Assignment » In the comedy blog post, copy the passage starting at "Sometimes they just" and ending at "in a calendar.", word for word.

So stop bitching that there’s “no work” and get to work!

Start by setting your goals… Goal number one: “Get myself into the 2-percent!”

What do you do to keep yourself going?

Jerry Corley
Jerry Corley

Jerry Corley is a professional comedian of nearly 30 years, working nearly every venue imaginable. Writer for The Tonight Show with Jay Leno, Creator an Co-Writer for the movie "Stretch," starring Chris Pine, Patrick Wilson, Ray Liotta, Jessica Alba and Ed Helms, and founder of The Stand Up Comedy Clinic a full-time, self-owned comedy studio dedicated to beginning and professional comedian who want to have a place to improve their comedy writing and performance skills.

    12 replies to "A Homeless Man’s Guide to Success"

    • Mike Hanson

      Also, is there a reliable way to find open mics? The vast majority of lists I’ve found have entries that are outdated and omit a good 85% of clubs that have open mics. I live north of Atlanta, by the by.

    • Don Barnhart

      Great post Jerry! As for Mike’s comment. Sometimes you have to create your own!

    • Jc Morgan

      Other comics are your best resource for open mic locations.

    • Don Frost

      Thank you, I feel that treating comedy not as job but a calling for a purpose in life. It helps to find inner motivation to drain the ink from as many pens as possible.

    • Jerry Corley

      Hey Mike! Great question. Problem is there’s not a great amount of reliability in open mics. Record keeping is always changing. I would try badslava.com as a resource. But you have to call or email the ones listed first!

      Sometimes they just stop and although a producer of a mic is excited to get the word out about a new mic, they’re not as excited to follow up and take it down when it’s no longer going.

      Here’s what I did and still do:
      1. Check your local rags (independent newspapers) also check online.
      2. Make a contact sheet for each open mic in your area.
      3. Put them in a calendar.
      4. Attend each one to find the one’s you like best.
      5. Become a regular at those “good” ones.

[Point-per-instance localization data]
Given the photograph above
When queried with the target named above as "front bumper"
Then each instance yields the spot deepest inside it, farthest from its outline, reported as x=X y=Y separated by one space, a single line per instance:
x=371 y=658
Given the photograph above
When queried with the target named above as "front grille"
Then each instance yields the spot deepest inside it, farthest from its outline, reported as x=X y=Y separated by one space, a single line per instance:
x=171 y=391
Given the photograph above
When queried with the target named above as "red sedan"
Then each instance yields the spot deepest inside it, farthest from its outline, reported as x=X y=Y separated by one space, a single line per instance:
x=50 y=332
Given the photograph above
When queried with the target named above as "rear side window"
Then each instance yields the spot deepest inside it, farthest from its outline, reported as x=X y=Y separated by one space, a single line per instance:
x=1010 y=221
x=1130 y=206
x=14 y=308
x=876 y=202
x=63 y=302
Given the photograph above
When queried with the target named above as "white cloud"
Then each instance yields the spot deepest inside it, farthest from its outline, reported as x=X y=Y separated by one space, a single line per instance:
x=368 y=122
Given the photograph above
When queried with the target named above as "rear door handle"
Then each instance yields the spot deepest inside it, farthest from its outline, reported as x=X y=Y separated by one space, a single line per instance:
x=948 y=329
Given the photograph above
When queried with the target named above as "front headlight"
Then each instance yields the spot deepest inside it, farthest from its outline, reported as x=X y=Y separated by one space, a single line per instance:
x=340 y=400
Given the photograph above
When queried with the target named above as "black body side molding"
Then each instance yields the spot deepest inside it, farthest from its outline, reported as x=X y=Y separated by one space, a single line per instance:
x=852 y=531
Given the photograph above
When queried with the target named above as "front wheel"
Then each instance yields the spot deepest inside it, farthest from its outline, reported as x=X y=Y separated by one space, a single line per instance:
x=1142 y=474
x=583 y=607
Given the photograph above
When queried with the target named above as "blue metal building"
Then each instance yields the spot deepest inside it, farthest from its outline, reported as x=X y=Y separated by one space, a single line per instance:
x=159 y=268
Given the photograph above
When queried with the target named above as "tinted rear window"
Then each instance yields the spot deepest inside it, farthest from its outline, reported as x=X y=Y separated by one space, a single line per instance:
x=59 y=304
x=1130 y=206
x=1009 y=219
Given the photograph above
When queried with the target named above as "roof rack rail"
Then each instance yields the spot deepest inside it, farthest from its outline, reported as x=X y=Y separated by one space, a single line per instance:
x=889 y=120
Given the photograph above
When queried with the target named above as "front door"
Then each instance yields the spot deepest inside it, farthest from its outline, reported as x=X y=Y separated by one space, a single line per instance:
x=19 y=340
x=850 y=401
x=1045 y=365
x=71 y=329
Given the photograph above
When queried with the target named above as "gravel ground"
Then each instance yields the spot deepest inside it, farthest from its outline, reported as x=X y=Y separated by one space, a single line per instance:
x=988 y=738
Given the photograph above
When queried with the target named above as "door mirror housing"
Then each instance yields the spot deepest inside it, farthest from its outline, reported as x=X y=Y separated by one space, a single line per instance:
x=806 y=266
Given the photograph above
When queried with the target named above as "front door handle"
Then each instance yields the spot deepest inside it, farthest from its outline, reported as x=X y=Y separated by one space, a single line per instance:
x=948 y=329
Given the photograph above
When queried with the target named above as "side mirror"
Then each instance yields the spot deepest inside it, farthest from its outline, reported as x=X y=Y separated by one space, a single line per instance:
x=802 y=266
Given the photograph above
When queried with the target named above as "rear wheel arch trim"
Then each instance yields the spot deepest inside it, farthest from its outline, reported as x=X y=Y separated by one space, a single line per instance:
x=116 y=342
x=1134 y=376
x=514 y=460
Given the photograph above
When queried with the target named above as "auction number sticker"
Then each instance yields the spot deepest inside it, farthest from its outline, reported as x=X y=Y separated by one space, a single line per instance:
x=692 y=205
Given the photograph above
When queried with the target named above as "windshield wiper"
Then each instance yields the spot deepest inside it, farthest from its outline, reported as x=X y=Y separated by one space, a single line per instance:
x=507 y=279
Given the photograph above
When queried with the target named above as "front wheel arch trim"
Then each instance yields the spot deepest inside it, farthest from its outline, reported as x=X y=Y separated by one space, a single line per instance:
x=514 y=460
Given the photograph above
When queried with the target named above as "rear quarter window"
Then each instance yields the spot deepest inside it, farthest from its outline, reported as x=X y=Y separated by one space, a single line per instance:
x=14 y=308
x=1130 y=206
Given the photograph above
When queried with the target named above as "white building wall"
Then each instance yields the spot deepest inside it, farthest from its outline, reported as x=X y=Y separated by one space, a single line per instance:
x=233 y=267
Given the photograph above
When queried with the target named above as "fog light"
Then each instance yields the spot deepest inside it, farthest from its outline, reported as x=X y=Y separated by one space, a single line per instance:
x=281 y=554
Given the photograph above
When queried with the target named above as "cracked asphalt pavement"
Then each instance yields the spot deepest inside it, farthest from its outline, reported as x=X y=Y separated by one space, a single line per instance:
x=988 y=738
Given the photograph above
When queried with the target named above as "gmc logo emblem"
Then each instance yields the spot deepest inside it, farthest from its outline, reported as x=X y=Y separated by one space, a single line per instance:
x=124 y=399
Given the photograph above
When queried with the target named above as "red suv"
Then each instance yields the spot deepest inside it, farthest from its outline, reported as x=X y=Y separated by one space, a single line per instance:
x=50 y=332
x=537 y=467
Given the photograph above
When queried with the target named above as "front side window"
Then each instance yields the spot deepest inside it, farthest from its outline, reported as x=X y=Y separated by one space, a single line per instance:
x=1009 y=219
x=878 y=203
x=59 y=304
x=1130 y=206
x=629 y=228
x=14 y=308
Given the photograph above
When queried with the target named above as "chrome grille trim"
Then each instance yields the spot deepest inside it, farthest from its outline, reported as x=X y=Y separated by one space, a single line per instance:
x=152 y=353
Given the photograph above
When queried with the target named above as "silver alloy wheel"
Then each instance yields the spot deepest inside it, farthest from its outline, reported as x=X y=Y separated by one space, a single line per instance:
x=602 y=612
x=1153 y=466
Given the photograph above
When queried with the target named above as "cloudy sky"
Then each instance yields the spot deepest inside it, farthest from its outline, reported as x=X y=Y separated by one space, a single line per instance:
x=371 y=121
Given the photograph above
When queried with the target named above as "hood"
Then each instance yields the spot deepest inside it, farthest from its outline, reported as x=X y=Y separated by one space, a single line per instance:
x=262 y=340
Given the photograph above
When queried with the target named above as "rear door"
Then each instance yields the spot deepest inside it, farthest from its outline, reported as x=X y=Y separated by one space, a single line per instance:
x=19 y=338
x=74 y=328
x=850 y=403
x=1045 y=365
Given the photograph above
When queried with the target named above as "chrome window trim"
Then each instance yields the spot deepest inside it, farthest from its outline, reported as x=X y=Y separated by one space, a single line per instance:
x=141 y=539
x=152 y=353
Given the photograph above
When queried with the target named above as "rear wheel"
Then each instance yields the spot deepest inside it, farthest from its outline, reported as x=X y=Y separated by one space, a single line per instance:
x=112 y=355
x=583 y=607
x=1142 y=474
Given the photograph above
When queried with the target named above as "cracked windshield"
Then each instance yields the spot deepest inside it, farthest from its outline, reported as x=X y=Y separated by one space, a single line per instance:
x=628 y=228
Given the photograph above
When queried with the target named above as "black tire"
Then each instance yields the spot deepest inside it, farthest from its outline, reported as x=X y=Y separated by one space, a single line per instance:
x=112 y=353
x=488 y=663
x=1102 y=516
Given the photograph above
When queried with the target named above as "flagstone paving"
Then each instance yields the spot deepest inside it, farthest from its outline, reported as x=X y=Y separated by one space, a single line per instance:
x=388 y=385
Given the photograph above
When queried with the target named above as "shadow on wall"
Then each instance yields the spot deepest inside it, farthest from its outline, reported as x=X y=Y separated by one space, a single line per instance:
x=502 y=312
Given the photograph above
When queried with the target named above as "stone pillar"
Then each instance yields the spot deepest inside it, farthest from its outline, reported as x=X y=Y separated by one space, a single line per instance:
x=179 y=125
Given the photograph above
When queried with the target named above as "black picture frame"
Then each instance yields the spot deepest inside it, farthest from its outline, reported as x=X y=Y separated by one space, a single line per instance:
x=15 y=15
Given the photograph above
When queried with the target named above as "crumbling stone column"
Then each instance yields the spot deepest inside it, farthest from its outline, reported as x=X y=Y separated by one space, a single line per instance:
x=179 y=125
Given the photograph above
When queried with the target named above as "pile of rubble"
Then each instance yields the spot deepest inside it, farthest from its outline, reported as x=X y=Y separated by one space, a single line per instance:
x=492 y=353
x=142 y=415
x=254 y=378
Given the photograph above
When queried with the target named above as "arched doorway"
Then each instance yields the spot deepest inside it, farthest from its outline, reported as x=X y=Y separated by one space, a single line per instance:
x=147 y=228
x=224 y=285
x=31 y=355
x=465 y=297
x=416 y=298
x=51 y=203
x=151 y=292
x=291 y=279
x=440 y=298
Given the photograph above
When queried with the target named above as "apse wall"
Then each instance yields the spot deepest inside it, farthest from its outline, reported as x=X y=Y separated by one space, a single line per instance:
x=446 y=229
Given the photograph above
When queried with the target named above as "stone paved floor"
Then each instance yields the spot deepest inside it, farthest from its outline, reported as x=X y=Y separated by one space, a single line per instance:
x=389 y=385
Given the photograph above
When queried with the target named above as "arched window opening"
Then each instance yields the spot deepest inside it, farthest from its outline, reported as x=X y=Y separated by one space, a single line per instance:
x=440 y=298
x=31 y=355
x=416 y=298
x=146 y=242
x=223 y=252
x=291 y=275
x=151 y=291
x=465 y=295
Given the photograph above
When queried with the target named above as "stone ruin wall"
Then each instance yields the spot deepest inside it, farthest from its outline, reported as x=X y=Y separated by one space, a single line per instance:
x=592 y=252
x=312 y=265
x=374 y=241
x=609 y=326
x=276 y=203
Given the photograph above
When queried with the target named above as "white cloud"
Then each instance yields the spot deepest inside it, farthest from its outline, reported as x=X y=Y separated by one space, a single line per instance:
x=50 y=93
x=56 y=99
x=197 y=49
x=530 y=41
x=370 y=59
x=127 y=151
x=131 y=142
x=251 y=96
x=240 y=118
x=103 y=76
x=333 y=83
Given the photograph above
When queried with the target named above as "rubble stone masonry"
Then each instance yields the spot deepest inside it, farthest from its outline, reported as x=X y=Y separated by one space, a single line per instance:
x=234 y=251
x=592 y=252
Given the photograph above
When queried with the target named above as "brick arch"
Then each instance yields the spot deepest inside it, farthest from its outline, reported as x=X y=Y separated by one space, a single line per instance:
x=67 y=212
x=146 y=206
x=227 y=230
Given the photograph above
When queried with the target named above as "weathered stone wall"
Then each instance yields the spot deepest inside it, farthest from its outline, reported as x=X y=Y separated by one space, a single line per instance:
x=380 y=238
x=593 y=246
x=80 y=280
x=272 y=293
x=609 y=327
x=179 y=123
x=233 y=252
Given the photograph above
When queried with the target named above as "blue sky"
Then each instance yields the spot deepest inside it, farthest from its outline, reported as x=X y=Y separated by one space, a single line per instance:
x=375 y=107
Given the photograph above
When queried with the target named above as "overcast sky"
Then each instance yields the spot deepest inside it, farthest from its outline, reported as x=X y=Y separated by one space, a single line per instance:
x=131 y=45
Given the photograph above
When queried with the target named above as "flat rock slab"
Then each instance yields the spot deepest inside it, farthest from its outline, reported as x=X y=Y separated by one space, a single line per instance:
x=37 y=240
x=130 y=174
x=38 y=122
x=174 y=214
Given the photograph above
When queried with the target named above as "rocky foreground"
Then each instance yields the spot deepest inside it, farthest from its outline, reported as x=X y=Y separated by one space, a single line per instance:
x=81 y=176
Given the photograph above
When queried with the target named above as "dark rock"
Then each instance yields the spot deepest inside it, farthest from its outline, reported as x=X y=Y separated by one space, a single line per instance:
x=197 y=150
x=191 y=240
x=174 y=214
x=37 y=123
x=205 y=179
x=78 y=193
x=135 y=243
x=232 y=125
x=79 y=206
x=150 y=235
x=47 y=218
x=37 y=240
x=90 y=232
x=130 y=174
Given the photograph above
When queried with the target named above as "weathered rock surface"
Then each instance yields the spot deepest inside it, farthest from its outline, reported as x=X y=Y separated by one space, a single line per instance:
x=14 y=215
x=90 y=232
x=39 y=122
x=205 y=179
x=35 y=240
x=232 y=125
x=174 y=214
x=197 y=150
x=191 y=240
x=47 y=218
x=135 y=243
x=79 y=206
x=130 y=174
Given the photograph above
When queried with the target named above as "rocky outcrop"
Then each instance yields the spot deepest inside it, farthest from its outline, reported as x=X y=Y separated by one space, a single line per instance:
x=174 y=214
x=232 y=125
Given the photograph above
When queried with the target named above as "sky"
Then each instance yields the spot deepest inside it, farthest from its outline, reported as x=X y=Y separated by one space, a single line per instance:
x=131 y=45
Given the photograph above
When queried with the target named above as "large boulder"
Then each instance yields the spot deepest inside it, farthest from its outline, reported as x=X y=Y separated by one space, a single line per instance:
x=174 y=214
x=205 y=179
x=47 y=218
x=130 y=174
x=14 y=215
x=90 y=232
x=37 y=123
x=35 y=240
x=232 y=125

Answer space »
Sometimes they just stop and although a producer of a mic is excited to get the word out about a new mic, they’re not as excited to follow up and take it down when it’s no longer going.

      Here’s what I did and still do:
      1. Check your local rags (independent newspapers) also check online.
      2. Make a contact sheet for each open mic in your area.
      3. Put them in a calendar.